▸ **Exercise goal**: Copy the listing below verbatim, starting at its first line and ending at the line that contains "[0,226,611,426]". Leave the pictures out of your copy.

▸ **Data to use**:
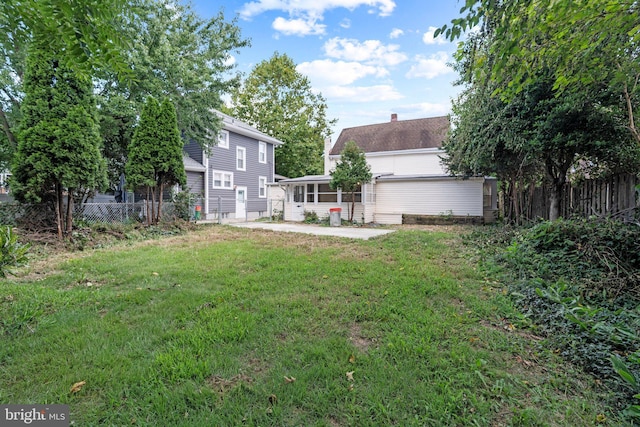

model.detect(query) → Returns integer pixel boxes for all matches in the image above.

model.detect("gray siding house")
[184,112,283,220]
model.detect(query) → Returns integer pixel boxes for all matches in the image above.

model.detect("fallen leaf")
[69,381,87,393]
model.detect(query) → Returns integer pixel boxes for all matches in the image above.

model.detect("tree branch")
[0,107,18,150]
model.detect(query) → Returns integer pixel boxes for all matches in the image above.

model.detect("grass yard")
[0,226,611,426]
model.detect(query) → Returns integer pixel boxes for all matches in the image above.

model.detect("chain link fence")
[0,202,185,230]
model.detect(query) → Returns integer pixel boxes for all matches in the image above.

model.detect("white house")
[279,114,497,224]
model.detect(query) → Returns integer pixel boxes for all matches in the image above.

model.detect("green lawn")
[0,226,610,426]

▸ **Finished exercise**:
model.detect(query) → Returns integer pixel boxes for all matches in the image above.

model.detect("gray siding house")
[184,112,283,220]
model.detect(query) → Returns integer pixel boxes for all matches in the image above.

model.detect("fallen leaf")
[69,381,87,393]
model.detect(query) → Returns integer pixel boxes for all matches in the image above.

model.detect("tree branch")
[0,107,18,150]
model.detect(query) → Returns integer pixel boxes for all matches in the image above.

model.detect("grass yard")
[0,226,611,426]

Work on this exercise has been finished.